**PROMPT:** For the records below, report how many lines include the word "table". Only the number should appear.

**PROVIDED DATA:**
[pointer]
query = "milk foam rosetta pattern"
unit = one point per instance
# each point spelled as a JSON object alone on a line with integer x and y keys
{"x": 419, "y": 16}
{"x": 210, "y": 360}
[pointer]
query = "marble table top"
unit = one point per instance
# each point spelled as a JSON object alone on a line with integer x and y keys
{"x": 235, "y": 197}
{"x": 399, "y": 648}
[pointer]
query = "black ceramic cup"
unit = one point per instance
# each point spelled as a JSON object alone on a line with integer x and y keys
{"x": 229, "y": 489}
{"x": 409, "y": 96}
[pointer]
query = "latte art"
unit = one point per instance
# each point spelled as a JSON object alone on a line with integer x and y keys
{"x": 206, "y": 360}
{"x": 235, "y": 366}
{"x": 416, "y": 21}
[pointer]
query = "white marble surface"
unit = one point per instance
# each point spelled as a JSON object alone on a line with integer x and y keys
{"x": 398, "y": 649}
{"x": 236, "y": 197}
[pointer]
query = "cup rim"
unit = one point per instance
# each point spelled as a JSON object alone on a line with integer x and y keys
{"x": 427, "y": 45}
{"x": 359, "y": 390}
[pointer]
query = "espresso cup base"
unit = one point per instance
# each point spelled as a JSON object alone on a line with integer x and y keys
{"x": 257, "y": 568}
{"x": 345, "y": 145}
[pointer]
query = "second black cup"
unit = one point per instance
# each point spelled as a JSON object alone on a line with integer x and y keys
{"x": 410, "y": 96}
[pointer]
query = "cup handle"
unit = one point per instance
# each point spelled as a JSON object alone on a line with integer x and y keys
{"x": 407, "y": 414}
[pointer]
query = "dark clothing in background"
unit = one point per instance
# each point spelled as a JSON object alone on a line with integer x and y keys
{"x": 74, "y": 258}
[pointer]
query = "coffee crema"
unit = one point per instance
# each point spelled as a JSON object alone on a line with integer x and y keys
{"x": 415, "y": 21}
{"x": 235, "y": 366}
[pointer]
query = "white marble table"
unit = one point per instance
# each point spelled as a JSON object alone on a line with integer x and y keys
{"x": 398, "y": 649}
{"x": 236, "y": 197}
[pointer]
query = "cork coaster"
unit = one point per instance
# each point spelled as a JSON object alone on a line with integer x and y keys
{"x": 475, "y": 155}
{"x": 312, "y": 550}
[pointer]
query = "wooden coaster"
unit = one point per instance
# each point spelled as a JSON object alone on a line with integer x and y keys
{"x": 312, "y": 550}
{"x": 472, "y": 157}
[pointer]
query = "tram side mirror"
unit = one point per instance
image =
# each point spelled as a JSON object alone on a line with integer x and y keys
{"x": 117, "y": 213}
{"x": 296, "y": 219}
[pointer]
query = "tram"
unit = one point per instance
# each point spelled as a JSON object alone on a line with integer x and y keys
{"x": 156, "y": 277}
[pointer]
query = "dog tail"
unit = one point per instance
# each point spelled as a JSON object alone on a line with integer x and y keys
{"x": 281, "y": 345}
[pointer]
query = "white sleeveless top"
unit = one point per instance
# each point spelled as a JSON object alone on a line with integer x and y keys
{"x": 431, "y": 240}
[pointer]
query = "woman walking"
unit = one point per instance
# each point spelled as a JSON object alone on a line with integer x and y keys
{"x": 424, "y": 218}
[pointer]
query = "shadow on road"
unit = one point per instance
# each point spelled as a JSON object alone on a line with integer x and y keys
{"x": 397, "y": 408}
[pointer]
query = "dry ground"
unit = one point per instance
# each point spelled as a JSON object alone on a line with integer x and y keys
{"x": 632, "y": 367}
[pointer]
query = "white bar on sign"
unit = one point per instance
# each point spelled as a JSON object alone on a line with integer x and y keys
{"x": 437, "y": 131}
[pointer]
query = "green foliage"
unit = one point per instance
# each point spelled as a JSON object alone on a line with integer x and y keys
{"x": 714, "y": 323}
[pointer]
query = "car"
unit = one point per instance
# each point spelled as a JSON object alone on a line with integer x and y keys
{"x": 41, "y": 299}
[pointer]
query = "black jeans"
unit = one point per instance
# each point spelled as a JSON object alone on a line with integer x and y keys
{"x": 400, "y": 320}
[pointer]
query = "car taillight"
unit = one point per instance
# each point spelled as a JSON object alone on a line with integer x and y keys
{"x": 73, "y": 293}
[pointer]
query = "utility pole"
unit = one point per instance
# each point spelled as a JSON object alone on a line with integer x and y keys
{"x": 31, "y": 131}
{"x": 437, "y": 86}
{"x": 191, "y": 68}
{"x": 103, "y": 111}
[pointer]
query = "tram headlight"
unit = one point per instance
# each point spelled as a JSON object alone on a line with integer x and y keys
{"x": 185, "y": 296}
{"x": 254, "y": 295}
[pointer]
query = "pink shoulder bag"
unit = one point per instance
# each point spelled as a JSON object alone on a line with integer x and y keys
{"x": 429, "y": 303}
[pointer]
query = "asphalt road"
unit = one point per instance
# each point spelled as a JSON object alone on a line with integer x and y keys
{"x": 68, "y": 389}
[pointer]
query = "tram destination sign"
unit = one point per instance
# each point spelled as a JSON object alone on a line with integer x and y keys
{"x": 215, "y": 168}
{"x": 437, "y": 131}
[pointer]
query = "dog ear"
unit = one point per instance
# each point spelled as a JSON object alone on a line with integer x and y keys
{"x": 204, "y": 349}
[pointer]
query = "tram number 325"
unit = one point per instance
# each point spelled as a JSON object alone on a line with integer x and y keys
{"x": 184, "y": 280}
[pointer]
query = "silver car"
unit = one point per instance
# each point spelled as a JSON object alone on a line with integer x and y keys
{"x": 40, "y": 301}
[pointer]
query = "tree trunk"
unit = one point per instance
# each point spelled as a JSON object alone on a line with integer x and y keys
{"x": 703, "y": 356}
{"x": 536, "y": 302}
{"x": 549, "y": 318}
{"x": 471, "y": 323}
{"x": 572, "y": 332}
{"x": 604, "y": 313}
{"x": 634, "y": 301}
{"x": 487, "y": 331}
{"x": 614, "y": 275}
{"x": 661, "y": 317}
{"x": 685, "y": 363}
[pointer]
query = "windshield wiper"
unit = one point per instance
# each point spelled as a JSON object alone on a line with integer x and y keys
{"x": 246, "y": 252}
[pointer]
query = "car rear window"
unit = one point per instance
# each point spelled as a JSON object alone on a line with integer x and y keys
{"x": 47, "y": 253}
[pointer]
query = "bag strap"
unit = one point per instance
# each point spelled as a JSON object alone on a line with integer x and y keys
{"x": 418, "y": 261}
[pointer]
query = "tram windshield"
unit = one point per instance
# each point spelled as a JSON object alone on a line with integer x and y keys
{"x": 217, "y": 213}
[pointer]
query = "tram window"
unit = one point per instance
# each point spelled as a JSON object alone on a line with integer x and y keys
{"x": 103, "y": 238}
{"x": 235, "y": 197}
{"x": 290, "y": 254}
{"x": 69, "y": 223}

**REPLY:** 2